## Do this
Lines from the one containing "Please place a point on the windshield" through the end of the data are to be returned exactly, and no others.
--- Extracted data ---
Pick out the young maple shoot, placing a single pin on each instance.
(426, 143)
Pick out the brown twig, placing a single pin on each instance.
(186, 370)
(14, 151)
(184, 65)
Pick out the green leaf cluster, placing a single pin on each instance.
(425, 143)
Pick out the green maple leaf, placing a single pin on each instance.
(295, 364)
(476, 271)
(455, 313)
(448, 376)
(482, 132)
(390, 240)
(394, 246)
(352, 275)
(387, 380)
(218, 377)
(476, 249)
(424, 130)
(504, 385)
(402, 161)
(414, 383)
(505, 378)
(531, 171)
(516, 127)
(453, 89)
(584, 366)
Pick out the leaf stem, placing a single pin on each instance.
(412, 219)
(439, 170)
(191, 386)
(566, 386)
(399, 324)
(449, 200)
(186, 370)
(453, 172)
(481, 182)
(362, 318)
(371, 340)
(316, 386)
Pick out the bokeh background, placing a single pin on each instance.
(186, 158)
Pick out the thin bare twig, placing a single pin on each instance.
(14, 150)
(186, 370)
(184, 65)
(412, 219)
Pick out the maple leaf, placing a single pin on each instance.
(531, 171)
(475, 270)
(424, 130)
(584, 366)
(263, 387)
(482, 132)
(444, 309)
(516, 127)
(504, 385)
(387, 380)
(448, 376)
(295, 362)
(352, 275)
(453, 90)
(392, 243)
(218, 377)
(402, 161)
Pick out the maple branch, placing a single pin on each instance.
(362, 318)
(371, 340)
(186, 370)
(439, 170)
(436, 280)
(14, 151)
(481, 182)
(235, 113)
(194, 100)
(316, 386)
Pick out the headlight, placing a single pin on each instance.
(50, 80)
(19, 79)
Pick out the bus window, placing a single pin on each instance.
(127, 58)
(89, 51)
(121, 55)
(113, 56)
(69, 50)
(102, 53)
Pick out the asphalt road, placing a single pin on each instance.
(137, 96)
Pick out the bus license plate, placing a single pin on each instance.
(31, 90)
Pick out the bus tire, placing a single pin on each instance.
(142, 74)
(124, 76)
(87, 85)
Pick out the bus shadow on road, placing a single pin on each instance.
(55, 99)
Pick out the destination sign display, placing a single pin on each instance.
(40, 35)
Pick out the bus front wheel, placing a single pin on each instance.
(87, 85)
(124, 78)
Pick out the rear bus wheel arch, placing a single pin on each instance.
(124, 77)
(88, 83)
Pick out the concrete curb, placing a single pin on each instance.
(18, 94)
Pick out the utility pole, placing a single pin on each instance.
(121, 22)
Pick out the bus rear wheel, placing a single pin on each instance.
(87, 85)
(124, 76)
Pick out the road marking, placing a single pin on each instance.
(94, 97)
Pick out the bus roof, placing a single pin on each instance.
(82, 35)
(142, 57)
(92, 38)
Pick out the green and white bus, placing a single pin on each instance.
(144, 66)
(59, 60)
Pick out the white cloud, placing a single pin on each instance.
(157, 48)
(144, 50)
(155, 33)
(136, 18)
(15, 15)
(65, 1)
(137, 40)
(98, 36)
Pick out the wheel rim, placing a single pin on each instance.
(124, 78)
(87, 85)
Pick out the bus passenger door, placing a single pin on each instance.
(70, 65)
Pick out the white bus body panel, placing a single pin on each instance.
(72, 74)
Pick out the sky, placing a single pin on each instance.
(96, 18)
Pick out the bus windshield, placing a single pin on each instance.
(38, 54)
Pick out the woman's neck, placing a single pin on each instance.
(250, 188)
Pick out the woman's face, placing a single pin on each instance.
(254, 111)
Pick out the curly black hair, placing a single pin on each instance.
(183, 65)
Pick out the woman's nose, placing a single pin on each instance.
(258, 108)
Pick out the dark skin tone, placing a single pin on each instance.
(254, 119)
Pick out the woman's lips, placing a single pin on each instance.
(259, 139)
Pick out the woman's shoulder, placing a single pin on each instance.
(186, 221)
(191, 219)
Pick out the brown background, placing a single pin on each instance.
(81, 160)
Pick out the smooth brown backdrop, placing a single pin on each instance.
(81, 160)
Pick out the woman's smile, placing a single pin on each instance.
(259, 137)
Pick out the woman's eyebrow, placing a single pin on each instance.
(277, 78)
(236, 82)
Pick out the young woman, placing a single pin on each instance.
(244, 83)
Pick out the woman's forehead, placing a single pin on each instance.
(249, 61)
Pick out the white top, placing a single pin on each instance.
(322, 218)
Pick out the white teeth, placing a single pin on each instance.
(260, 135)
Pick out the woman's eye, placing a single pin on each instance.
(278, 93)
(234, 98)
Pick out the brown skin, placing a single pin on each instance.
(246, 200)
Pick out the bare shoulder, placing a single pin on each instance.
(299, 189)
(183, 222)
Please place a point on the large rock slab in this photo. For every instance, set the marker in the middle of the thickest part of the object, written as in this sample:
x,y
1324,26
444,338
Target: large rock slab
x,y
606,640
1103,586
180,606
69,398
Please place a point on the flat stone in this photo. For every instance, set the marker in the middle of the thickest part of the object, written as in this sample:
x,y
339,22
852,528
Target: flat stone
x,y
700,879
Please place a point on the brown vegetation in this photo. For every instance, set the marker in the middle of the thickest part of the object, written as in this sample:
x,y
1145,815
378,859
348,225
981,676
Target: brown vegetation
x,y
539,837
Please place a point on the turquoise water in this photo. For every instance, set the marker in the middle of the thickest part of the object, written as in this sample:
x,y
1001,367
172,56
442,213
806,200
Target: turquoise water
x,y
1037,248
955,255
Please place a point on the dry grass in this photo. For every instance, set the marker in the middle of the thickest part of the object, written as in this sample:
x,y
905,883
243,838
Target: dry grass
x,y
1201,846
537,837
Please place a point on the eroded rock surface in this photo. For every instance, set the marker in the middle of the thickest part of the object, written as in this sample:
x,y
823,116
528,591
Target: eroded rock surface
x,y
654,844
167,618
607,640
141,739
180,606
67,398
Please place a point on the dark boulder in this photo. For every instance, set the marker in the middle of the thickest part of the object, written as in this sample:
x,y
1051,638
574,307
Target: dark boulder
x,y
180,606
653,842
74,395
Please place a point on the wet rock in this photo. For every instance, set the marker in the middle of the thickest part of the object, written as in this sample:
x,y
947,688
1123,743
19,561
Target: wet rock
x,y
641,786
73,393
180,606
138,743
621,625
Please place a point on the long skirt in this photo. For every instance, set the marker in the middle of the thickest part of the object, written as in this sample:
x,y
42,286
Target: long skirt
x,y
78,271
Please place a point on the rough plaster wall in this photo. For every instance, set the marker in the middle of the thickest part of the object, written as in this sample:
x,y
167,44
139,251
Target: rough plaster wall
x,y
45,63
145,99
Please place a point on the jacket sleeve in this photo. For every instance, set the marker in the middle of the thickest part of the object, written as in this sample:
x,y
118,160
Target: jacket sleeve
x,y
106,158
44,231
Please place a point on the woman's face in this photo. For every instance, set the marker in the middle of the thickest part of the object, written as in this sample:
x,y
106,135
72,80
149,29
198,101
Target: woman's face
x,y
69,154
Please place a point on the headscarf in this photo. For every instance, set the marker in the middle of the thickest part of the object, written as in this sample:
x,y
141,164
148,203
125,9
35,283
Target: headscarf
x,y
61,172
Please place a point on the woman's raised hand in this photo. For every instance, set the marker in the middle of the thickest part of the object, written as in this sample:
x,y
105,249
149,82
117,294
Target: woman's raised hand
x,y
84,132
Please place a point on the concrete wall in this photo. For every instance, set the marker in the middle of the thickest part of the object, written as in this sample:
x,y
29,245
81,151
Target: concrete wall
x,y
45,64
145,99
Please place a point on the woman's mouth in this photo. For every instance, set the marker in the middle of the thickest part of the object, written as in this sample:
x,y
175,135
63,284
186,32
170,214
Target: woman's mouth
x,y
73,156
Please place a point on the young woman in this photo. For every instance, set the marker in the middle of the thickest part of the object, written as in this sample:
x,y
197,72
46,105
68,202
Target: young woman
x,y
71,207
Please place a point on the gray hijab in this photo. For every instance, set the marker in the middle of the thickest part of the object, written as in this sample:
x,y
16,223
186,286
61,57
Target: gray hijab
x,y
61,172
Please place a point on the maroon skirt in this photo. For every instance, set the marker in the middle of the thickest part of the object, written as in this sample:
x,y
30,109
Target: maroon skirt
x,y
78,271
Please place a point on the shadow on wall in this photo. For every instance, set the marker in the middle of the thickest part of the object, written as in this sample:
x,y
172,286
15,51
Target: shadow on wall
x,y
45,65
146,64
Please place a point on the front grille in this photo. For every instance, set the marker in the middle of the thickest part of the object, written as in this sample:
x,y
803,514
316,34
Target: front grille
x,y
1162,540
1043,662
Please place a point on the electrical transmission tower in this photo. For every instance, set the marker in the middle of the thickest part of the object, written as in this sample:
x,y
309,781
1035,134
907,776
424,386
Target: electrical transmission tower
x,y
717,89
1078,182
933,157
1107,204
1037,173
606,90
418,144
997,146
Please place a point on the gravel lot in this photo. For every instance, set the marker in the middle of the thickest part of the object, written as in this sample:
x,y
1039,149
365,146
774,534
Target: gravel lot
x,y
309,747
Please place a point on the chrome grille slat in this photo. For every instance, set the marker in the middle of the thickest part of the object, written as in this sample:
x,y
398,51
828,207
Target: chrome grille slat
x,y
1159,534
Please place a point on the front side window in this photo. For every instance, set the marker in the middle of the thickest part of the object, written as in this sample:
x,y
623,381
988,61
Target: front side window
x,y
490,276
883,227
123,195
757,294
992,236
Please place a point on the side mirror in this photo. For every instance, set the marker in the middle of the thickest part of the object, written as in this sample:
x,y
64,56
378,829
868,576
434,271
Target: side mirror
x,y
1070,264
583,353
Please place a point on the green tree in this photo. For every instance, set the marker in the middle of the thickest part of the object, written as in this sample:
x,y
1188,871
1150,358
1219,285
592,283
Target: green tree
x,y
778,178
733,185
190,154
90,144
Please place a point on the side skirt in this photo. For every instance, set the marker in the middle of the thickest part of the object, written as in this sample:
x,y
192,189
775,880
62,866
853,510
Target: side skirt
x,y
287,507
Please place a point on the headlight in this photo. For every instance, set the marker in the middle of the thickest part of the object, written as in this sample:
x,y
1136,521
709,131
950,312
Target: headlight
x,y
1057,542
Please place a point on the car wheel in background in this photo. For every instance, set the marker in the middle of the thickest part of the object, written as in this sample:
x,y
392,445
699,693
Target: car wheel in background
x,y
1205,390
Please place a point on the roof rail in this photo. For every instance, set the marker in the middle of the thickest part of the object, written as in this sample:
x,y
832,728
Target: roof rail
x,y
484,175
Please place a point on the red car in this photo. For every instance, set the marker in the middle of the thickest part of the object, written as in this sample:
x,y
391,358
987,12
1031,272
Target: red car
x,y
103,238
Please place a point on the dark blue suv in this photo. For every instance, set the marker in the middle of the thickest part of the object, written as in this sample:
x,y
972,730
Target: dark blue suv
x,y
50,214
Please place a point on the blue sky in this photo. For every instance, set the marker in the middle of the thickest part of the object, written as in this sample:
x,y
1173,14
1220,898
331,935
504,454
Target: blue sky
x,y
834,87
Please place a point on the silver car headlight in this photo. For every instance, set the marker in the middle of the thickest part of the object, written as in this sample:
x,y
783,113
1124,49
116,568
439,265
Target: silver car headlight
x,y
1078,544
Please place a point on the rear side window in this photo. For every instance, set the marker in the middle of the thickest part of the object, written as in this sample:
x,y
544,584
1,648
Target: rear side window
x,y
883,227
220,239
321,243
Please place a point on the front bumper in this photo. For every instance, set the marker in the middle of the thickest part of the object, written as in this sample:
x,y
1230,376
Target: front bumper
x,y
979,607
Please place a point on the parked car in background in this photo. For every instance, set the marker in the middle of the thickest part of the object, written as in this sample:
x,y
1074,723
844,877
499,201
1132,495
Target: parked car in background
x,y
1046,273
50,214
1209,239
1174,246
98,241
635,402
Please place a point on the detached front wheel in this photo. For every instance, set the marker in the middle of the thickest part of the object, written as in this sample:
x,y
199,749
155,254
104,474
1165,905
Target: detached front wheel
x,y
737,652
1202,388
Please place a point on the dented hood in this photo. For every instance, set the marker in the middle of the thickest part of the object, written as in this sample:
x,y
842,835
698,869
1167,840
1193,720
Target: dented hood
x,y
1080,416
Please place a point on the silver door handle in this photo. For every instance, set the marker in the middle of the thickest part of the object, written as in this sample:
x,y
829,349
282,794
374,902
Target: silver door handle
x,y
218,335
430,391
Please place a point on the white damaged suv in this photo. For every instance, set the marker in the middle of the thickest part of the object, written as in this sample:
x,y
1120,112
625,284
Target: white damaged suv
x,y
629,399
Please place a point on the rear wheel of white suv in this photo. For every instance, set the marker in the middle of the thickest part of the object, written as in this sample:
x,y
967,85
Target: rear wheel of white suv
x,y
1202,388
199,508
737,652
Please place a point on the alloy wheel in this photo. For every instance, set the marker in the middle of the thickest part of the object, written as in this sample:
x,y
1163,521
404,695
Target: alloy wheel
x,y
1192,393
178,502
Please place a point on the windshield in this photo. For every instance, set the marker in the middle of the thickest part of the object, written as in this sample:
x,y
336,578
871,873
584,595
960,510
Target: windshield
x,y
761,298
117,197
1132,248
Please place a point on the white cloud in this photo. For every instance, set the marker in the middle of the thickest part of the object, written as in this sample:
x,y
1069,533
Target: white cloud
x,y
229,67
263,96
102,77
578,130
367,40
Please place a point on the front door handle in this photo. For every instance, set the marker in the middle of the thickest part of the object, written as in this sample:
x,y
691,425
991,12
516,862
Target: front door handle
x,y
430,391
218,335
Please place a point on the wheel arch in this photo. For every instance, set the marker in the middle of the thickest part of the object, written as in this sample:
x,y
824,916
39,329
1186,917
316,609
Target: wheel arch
---
## Full solution
Please place a point on the windshield in this photo. For every instance, set the marker in the middle of the thickest part of the object, written as in this sample:
x,y
336,578
871,873
584,595
960,510
Target: windshield
x,y
761,298
117,197
1132,248
Please place a point on the white cloud in this photo. For every instance, set the marker in the middle of the thickest part of the object, written as in this sample:
x,y
1069,533
Target: white cloud
x,y
229,67
263,96
102,77
578,130
367,40
Please place a point on the front door handle in this photo. For every instance, set the marker in the middle of the thickest part of the object, written as in this sample:
x,y
691,425
991,12
516,862
Target: front door handle
x,y
430,391
218,335
Please place a point on the wheel arch in this photo. For every instance, set the marker in the middle of the thickest part of the object, written as in this sample:
x,y
824,916
39,329
1186,917
316,609
Target: wheel arch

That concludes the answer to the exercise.